◆ **Petunjuk Tugas**: Skalakan setiap koordinat pada baris-baris materi di bawah, mulai dari baris yang memuat "Annotate the digital" hingga akhir materi, termasuk kedua batasnya. Kalikan koordinat dengan 2,4 dan bulatkan ke bilangan bulat terdekat, dengan nilai setengah dibulatkan ke atas, lalu tuliskan kembali seluruh baris tersebut tanpa menghilangkan satu baris pun.

^^^^

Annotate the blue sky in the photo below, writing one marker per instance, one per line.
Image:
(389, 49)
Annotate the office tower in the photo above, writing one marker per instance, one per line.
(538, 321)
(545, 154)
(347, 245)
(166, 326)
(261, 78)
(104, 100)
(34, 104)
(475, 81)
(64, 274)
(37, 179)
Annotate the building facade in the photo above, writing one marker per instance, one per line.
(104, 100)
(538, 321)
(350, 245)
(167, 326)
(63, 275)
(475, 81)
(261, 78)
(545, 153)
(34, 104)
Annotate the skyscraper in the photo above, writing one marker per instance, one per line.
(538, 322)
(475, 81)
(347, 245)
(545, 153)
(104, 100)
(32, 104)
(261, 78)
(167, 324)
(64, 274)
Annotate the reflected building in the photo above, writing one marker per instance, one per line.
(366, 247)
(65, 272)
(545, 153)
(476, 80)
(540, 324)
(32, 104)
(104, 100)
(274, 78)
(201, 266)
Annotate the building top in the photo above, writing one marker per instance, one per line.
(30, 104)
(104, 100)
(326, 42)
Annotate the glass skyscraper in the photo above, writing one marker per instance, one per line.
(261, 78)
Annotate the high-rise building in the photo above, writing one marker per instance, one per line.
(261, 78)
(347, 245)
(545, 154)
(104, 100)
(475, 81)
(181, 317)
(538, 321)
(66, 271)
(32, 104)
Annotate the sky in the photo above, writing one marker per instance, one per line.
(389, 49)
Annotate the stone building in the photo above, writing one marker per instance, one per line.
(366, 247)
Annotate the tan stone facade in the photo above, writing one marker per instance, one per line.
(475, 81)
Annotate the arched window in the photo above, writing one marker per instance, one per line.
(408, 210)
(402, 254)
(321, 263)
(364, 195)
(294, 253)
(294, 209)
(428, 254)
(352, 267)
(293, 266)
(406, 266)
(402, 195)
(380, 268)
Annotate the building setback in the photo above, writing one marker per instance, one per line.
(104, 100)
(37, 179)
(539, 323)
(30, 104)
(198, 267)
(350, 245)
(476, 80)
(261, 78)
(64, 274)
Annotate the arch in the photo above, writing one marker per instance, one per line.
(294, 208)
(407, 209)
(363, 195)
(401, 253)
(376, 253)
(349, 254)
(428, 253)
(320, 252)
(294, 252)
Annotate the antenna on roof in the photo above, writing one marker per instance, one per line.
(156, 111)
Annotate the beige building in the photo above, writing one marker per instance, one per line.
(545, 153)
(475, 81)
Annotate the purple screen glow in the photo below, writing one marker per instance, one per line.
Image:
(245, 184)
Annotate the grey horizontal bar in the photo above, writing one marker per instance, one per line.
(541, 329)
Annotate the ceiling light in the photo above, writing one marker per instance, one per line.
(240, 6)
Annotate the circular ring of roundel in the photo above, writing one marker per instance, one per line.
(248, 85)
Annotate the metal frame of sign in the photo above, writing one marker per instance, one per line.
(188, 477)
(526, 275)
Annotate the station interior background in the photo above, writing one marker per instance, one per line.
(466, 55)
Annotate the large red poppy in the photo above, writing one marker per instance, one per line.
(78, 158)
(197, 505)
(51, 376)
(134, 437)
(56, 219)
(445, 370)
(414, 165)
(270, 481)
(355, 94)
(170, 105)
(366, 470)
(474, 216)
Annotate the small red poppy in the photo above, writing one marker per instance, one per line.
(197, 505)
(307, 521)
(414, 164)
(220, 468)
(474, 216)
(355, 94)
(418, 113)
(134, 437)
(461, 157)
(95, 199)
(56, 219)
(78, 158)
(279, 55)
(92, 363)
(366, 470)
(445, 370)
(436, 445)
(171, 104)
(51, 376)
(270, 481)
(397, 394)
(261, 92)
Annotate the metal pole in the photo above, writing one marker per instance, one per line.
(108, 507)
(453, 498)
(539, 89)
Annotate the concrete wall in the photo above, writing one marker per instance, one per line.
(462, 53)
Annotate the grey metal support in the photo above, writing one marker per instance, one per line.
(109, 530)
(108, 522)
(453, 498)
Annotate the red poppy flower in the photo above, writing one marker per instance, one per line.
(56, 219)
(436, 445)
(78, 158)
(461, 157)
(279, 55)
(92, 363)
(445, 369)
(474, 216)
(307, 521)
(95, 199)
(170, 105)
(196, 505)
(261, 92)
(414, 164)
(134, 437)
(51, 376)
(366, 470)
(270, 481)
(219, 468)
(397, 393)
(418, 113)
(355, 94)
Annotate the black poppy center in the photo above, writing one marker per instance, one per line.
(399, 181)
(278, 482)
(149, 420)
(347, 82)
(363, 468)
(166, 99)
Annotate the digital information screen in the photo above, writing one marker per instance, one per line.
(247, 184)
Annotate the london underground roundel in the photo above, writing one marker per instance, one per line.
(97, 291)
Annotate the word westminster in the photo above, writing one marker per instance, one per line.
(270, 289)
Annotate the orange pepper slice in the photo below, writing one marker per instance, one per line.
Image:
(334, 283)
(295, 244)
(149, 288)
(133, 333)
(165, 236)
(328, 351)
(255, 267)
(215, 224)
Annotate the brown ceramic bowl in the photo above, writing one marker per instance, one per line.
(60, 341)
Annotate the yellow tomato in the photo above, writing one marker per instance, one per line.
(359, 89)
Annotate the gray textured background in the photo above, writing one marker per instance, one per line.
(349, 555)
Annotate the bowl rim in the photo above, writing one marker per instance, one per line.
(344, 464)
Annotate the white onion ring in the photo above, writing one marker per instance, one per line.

^^^^

◆ **Keluaran Lengkap**:
Annotate the digital information screen in the photo above, writing one marker per instance, one per line.
(593, 442)
Annotate the london underground roundel in the photo above, writing one marker per instance, one per line.
(233, 698)
Annotate the word westminster in the photo above, writing one marker per instance, one per line.
(648, 694)
Annotate the orange pepper slice in the photo below, writing one marker per instance, one per line.
Image:
(802, 679)
(708, 586)
(358, 691)
(319, 799)
(396, 566)
(787, 842)
(612, 641)
(516, 538)
Annotate the brown ceramic bowl in the photo above, writing one marker per instance, one per line.
(144, 818)
Annotate the yellow tomato in the photo above, writing one marker per instance, one per line.
(862, 214)
Annotate the gray textured background in the photo above, writing one marker per instance, one per line.
(838, 1332)
Annotate the bowl rim in the photo above, writing one marker per instance, one per line.
(826, 1114)
Annotate the white onion ring in the photo above, writing one marker per instance, one per line.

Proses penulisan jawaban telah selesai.